=== Excerpted passage ===
:::::

For this assignment, we will be implementing a concrete Dictionary type using an allocated/managed array of values. We will use hashing techniques on the array to insert, find and remove values from the container. Thus this implementation is called a HashDictionary. If we were to move our previous assignment tree implementation into this framework, we might think of the tree as a linked list implementation of the Dictionary API, and rename it TreeDictionary.

As discussed in this units materials, using a hash to implement the Dictionary API can seem a bit magical. All three operations, insert, find and remove are constant time \BigO{1} operations using a hashing technique, with some caveats. As usual, as you have experienced, since we are managing a fixed block of memory as an array, if the array becomes full we do have to grow the array by doubling it and copying the existing values into the newly allocated array. So insert can be constant time normally, but may be \BigO{n} occasionally when we need to grow the array to fit more values into the container.

Likewise, find and remove can degenerate in performance. This depends on the hashing technique used. There are two main techniques, as discussed in our Shaffer textbook section 9.4: open hashing and closed hashing. Open hashing involves resolving collisions by creating a linked list of values that hash to the same index (collide). Thus open hashing is a combination of an array based implementation with the use of linked lists to manage and resolve hash collisions. We are using a closed hashing technique in this assignment. In closed hashing we resolve collisions by performing a linear search (possibly with some probing scheme) in the array. Thus if the hash table becomes very full, find and remove might end up needing a long linear search to find the key, and can thus degenerate to \BigO{n} performance in the worst case.

However the worst case both for insertion and for find and remove can be minimized and do not occur often, especially if, for closed hashing, the hash table is kept relatively sparse. Thus you will see that the growHashTableIfNeeded() function given to you for this assignment will actually double the size of the table, not when the table is full, but when the table reaches 50% capacity. This is for performance reasons, to try and keep the hash table relatively sparsely populated, so that long linear searches do not occur frequently for find and remove operations.

:::::

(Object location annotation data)

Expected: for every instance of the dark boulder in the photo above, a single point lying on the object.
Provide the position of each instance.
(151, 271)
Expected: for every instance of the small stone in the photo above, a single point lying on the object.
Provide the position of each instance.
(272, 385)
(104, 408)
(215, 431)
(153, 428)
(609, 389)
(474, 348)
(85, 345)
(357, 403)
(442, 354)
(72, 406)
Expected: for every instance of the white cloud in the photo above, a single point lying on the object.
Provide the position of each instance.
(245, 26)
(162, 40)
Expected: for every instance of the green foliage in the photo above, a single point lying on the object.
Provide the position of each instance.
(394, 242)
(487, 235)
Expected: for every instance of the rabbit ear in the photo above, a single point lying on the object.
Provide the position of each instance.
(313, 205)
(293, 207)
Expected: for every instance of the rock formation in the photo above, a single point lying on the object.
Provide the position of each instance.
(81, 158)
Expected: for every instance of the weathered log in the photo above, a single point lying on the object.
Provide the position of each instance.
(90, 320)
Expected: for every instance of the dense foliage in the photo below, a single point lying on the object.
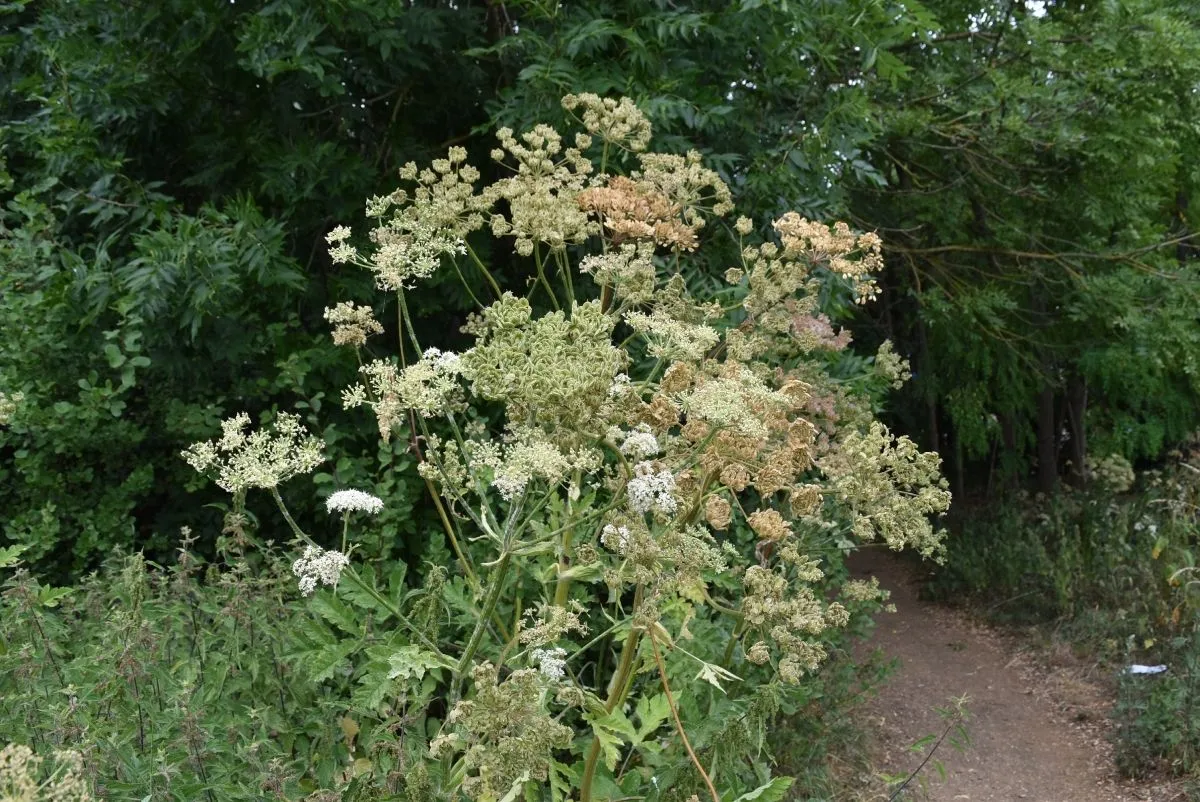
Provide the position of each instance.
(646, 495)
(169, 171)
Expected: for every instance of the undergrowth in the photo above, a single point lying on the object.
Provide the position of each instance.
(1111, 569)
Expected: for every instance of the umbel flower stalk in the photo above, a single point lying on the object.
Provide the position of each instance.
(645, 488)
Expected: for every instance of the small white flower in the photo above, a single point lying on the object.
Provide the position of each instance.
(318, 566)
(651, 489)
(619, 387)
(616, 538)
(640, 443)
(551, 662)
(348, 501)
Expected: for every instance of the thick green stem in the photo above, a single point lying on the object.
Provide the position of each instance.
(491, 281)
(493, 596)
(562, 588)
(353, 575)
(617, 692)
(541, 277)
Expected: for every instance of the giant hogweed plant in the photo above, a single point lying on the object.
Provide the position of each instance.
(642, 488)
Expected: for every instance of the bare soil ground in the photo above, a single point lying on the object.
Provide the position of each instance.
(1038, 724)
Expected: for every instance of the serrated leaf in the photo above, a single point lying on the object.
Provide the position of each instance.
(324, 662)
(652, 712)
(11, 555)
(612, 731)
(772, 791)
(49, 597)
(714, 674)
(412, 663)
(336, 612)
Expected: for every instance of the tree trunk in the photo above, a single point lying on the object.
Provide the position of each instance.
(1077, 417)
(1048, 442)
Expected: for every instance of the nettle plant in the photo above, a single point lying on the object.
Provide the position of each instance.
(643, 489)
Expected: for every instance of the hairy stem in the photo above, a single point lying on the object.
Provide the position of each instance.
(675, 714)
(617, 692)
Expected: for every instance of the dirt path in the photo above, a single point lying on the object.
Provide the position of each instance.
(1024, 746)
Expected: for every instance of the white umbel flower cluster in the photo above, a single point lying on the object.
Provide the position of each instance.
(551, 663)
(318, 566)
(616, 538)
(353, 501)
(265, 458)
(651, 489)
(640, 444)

:::::

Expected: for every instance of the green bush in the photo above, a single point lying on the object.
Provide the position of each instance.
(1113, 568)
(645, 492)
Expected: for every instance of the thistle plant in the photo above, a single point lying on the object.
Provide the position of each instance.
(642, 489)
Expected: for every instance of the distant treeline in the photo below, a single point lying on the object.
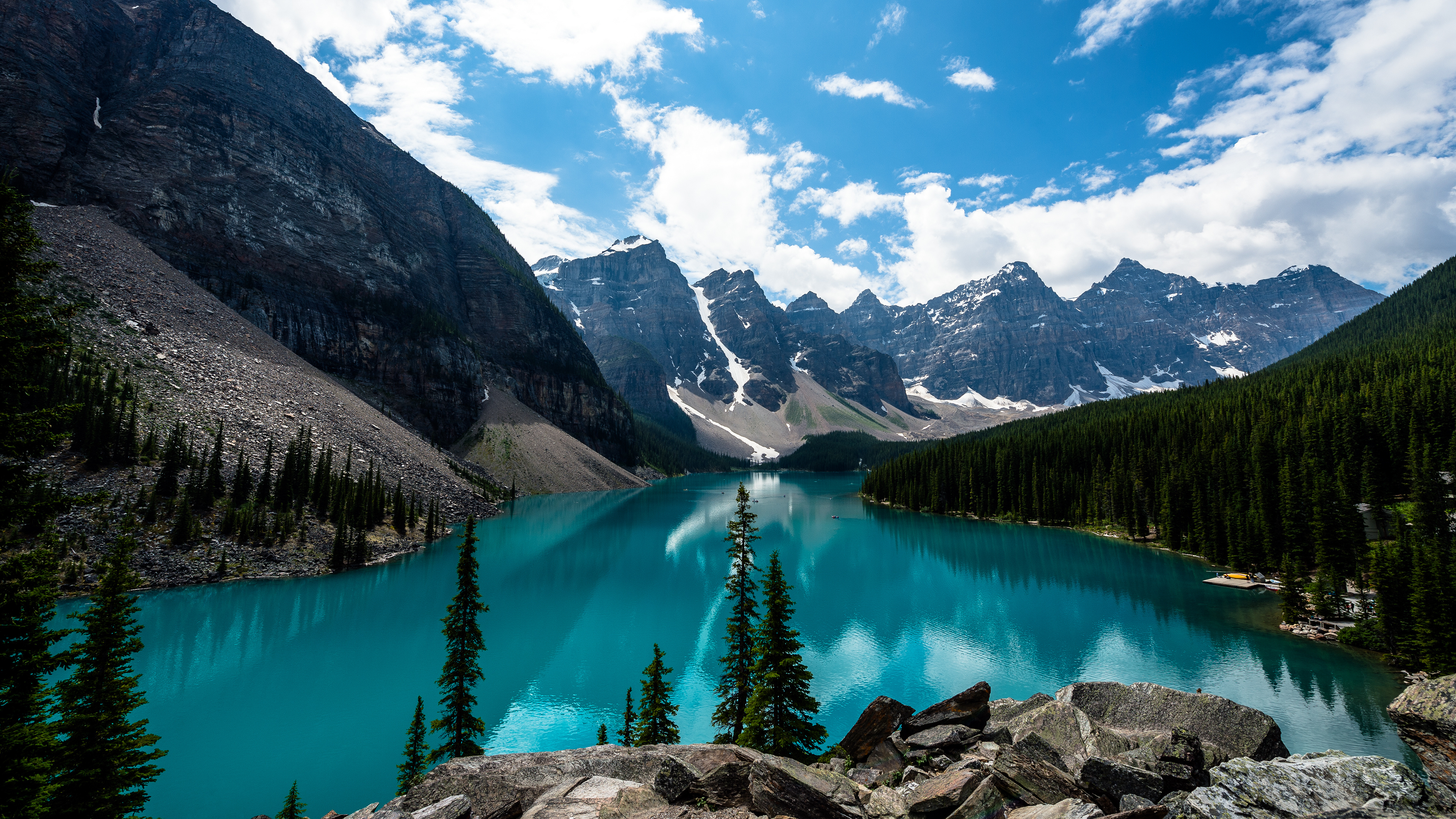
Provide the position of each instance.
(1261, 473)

:::::

=== Problem set ===
a – In the HashDictionary passage, at what fill level does growHashTableIfNeeded() double the size of the hash table?
b – Name the three Dictionary operations that the HashDictionary passage says run in constant time under hashing.
c – Carry on the HashDictionary passage past its last sentence.

=== Task-by-task outputs ===
a – When the table reaches 50% capacity.

b – insert, find, remove

c –
For this assignment you will be completing the 3 basic API methods for the Dictionary abstraction, insert, find and remove. In addition, you will need to implement two functions hash and probe to support calculating the hash index for a key, which are used by all 3 of the methods to determine where in the array to start looking for a key to insert or return its value.

Overview and Setup

For this assignment you will be given the following files that you will be using and adding code to for this assignment.

File Name Description
src/test-HashDictionary.cpp Unit tests of the array based hashing HashDictionary implementation of the Dictionary API
include/Dictionary.hpp Header file of the ADT base Dictionary class that defines the Dictionary interface / abstraction
include/HashDictionary.hpp Header file of the concrete array based hashing implementation of the Dictionary abstract data type
include/KeyValuePair.hpp Header file of the KeyValuePair template abstraction, used to store key/value record pairs in Dictionary containers.
src/Dictionary.cpp Implementation file of common methods of the Dictionary base class
src/HashDictionary.cpp Implementation file for the HashDictionary member functions that implement the concrete array hashing based Dictionary API
src/KeyValuePair.cpp Implementation file of methods for the KeyValuePair template abstraction to manage key/value pairs in Dictionary containers.

This week you will be adding implementations into the HashDictionary class, which is a concrete array based hashing implementation of the Dictionary abstraction. You will be using and storing KeyValuePair instances in your container. The Employee class is used in the testing of your hashing dictionary implementation.

As usual, before starting on the assignment tasks proper, you should make sure you have completed the following setup steps.

  1. Copy the assignment repository on GitHub using the provided assignment invitation link for 'Assignment Recursion' for our current class semester and section.
  2. Clone the repository using the SSH URL to your local class DevBox development environment.
  3. Configure the project by running the configure script from a terminal.
  4. Confirm that the project builds and runs, though no tests will be defined or run initially. If the project does not build on the first checkout, please inform the instructor.
  5. You should create the issue for Task 1 and/or for all tasks for the assignment now before beginning the first task. On your GitHub account, go to issues, and create it/them from the issue templates for the assignment. Also make sure that you link all task issues with the open Feedback pull request in your GitHub assignment repository.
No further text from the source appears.